- **网页摘录**
---+---
【发布时间】:2019-11-26 02:36:45
【问题描述】:
我有一个包含大约 2000 万个观测值的大型数据集。我想计算每一行中 TitleAbstract.x1 和 TitleAbstract.y1 之间的 Jaccard 指数。
这是一个 2 次观察样本:
structure(list(Patent = c(6326004L, 6514936L), TitleAbstract.x = c("mechanical multiplier purpose speed steering control hydrostatic system invention concerned improvement control system hydrostatic drive vehicle comprising pair hydrostatic pumps output adjustable moving arm attached servo valve controlling displacement said pumps, pump powering respective hydraulic motor drives respective ground engaging means said vehicle. improvement present invention mechanically controls speed steering functions system. comprises pair adjusting means, one communicating pumps, comprising frame adjacent pump, first crank mounted centrally frame, first end first crank drivingly linked arm; second crank mounted centrally frame, first end second crank drivingly linked second end first crank third crank mounted centrally frame, first end third crank drivingly linked second end first crank second end third crank drivingly linked steering linkage means. improved arrangement includes tying means drivingly mounted adjacent second end second cranks linking movement thereof.",
"mechanical multiplier purpose speed steering control hydrostatic system invention concerned improvement control system hydrostatic drive vehicle comprising pair hydrostatic pumps output adjustable moving arm attached servo valve controlling displacement said pumps, pump powering respective hydraulic motor drives respective ground engaging means said vehicle. improvement present invention mechanically controls speed steering functions system. comprises pair adjusting means, one communicating pumps, comprising frame adjacent pump, first crank mounted centrally frame, first end first crank drivingly linked arm; second crank mounted centrally frame, first end second crank drivingly linked second end first crank third crank mounted centrally frame, first end third crank drivingly linked second end first crank second end third crank drivingly linked steering linkage means. improved arrangement includes tying means drivingly mounted adjacent second end second cranks linking movement thereof."
---+---
- **数据集**
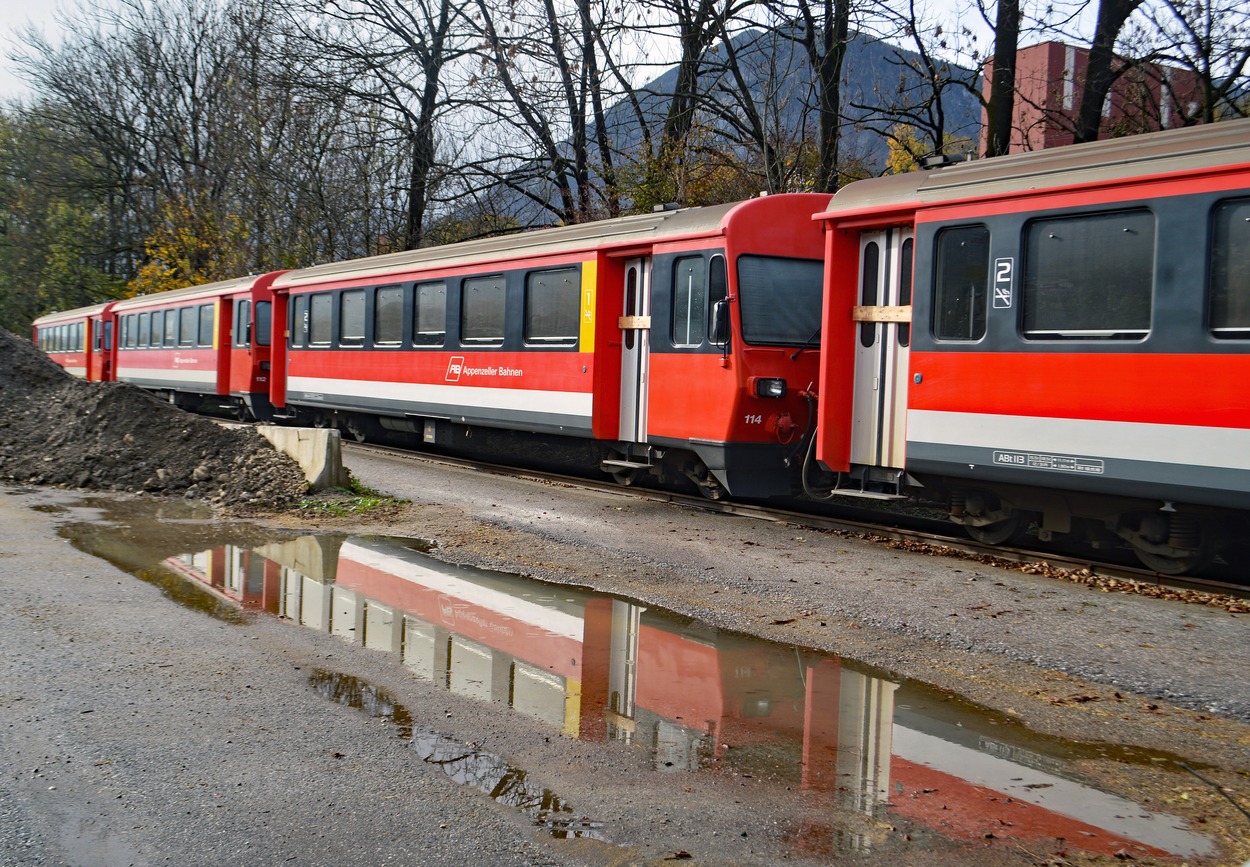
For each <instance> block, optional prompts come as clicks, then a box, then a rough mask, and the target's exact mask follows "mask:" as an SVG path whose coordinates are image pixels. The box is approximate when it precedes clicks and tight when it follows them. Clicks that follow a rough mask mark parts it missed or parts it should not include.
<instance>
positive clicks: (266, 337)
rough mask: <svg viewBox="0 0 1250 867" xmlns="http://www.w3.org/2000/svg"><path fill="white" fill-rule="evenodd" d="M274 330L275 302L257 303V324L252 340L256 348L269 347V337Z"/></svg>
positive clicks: (254, 331) (266, 301)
---+---
- **练习说明**
根据网页摘录回答下列问题：
1. 这个问题的发布时间是什么？
2. 数据集大约包含多少个观测值？
3. 提问者想在每一行中计算哪两列之间的什么指数？

- **作答示例**
1. 2019-11-26 02:36:45
2. 大约 2000 万个
3. TitleAbstract.x1 和 TitleAbstract.y1 之间的 Jaccard 指数